As many companies with operations in Shanghai accelerate production to deliver orders around the world, German technology and industrial group Siemens said that it will continue its investment in the metropolis and keep introducing digital solutions to businesses in China's Yangtze River Delta region, said a top executive.
As more than 80 percent of its production has come back online in Shanghai, Xiao Song, global executive vice-president of Siemens, said that despite the challenges posed by COVID-19, China, with its complete industrial chain system, is capable of maintaining high-quality growth in the coming years.
Siemens has already established a complete localized value chain in Shanghai, as it operates more than 20 companies and branches, including six manufacturing bases covering key areas such as industrial automation, industrial software, power systems and automation, mobility and healthcare.
After putting its first digital native factory globally into operation in Nanjing, Jiangsu province, in late June, Xiao, also chairman, president and CEO of Siemens China, said that looking ahead, the company will continue to make innovation its driving force, and leverage digitalization and sustainable development to work with China and the world on major challenges such as climate change.
The new factory-Siemens Numerical Control Ltd-is able to manufacture products in two major categories, electronics and electrical products, which require different raw materials and production processes.
Xiao said the new factory will become an important platform for Siemens to share the concept of digital transformation and practical experience with Chinese companies, which will empower the transformation and upgrade of local industries, accelerate the process of industrial digitization and digital industrialization together with industrial enterprises, and bring new vitality to the economic growth of the Yangtze River Delta region.
"We see that amid all changes and uncertainties in global markets, China's determination to continuously open up has remained unchanged over the past years," he said, adding that greater market openness has a positive impact on sustainable social and economic development in China, and also helps revitalize the global economy, address climate change and improve the multilateral trading environment.
Supported by more than 30,000 employees in China, the German multinational group runs innovation centers and plants across China and launched its industrial 5G solutions in the country this year, providing flexible end-to-end communication services to industrial enterprises so as to assist them to build security ecosystems and master digital transformation.

#### [AVAILABLE DATA]
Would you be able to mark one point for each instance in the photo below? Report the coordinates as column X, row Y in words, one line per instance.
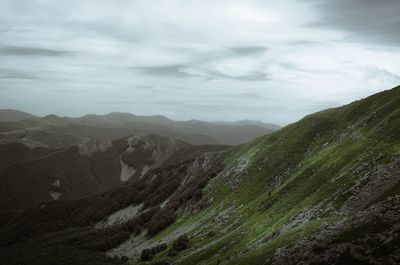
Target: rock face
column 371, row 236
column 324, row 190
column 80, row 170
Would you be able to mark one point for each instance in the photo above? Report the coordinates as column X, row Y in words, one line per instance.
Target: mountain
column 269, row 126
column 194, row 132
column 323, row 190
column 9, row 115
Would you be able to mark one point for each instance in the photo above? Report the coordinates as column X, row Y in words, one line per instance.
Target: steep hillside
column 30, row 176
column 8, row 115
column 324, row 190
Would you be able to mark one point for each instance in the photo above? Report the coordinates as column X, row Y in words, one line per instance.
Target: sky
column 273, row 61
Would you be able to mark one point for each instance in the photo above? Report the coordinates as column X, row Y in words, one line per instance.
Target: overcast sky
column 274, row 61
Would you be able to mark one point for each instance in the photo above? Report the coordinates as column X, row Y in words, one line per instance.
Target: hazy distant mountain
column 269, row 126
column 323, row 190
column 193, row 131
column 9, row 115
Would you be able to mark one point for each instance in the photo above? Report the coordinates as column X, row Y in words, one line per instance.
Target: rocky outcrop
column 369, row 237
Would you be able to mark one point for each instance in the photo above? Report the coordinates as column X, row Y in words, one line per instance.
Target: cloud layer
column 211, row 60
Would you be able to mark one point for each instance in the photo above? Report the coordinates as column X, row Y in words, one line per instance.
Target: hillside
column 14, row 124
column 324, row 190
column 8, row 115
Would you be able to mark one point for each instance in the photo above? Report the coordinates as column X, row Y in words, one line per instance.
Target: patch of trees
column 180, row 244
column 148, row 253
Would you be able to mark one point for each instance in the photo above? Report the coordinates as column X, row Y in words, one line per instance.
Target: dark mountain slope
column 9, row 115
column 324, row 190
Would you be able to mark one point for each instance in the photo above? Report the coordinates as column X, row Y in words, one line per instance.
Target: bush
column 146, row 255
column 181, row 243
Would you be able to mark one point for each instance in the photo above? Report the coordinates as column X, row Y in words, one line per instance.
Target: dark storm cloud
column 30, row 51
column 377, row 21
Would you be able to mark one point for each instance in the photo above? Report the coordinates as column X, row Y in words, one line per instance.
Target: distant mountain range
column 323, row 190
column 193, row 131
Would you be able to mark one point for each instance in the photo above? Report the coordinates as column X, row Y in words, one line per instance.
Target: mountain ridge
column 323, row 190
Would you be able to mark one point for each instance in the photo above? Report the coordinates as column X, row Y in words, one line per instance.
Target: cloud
...
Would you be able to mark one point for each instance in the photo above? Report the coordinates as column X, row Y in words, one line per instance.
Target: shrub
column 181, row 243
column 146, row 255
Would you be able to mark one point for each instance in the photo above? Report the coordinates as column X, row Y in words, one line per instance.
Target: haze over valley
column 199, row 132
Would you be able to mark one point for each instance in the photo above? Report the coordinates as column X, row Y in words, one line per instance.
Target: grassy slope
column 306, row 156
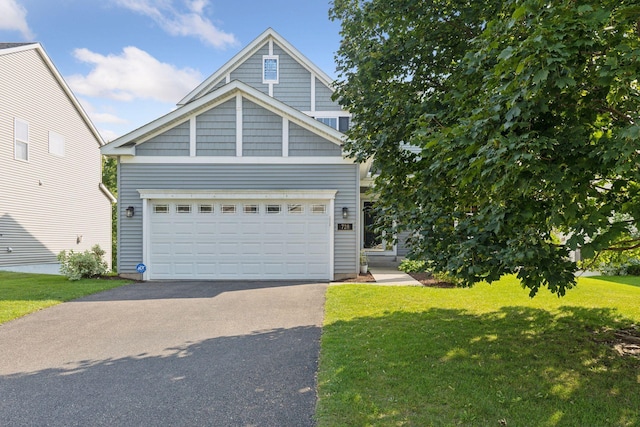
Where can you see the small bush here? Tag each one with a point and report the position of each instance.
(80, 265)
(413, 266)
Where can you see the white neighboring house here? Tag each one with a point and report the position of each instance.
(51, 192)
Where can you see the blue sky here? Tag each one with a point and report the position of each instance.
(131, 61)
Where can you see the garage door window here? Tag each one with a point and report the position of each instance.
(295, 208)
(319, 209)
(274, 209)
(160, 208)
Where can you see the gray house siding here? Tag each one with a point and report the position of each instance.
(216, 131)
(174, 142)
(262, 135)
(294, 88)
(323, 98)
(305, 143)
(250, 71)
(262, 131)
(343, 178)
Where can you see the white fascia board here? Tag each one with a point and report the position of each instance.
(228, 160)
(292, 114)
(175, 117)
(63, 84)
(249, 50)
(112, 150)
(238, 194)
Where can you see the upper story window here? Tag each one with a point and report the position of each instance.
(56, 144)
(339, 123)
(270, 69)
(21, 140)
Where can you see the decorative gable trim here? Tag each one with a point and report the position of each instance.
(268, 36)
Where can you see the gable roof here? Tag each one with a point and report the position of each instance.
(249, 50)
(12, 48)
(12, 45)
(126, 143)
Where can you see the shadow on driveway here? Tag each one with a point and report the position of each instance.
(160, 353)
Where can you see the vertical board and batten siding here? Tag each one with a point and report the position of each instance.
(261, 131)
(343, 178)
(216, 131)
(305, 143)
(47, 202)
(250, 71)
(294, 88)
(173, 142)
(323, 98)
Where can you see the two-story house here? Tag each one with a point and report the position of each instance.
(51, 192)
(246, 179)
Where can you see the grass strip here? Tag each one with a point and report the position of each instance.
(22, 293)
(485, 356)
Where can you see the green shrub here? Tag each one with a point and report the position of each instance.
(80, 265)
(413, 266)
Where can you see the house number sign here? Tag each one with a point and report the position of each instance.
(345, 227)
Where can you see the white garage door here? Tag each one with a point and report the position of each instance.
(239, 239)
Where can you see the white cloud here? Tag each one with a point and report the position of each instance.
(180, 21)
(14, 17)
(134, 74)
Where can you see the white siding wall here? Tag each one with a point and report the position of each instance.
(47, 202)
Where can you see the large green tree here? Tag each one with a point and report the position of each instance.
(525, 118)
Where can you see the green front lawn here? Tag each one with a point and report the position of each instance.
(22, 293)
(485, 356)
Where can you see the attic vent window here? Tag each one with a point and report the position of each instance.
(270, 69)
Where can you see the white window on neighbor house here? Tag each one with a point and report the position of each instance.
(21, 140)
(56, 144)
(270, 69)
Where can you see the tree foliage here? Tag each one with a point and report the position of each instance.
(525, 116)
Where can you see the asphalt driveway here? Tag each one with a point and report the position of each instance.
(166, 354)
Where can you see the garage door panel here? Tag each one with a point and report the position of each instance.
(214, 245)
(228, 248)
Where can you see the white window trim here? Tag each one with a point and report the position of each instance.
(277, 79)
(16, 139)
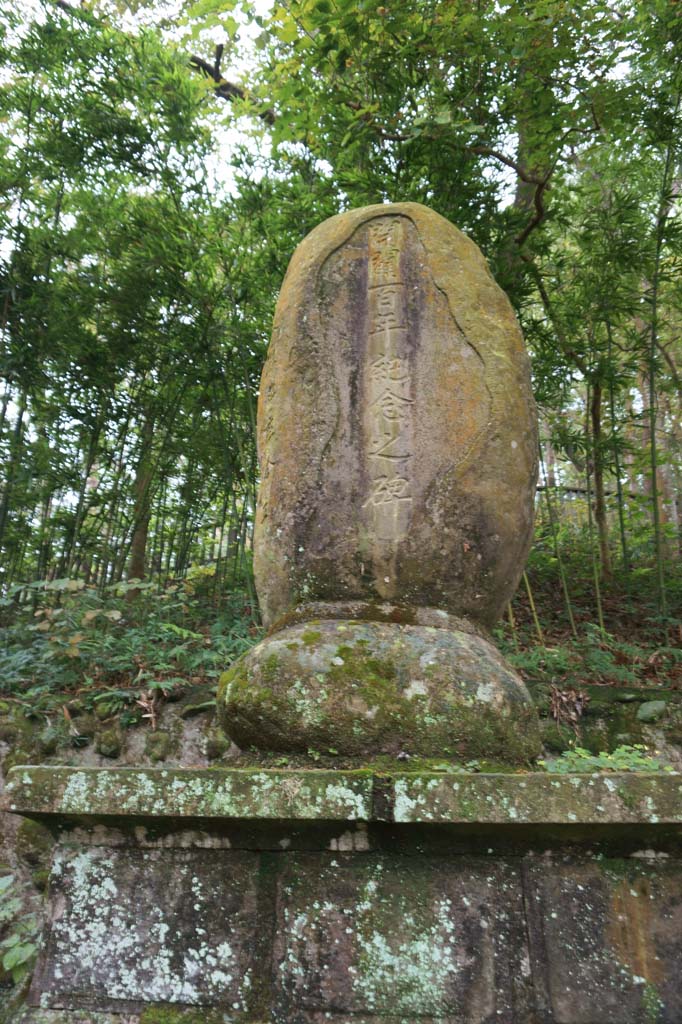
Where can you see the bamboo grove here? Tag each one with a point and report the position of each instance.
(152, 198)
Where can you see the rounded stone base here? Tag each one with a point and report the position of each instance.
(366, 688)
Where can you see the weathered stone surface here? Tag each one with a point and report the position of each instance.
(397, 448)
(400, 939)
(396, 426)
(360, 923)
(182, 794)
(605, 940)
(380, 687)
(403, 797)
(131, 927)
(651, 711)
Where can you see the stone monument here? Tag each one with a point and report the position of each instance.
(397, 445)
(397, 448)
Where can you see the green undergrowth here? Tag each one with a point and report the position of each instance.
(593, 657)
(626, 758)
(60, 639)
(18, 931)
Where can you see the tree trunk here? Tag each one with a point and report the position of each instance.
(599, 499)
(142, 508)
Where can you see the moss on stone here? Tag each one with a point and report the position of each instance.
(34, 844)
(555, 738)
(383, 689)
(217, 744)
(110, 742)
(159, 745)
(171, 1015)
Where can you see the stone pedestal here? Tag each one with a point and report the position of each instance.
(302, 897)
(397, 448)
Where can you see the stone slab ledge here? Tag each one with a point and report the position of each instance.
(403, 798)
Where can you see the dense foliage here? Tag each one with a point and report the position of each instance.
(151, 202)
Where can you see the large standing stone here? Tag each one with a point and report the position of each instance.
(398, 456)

#### [PROBLEM]
According to the article on Siemens in Shanghai, why did Xiao Song say China can maintain high-quality growth in the coming years despite COVID-19?

#### [SOLUTION TO THIS TASK]
He pointed to China's complete industrial chain system. He said this makes the country capable of maintaining high-quality growth despite the challenges posed by COVID-19.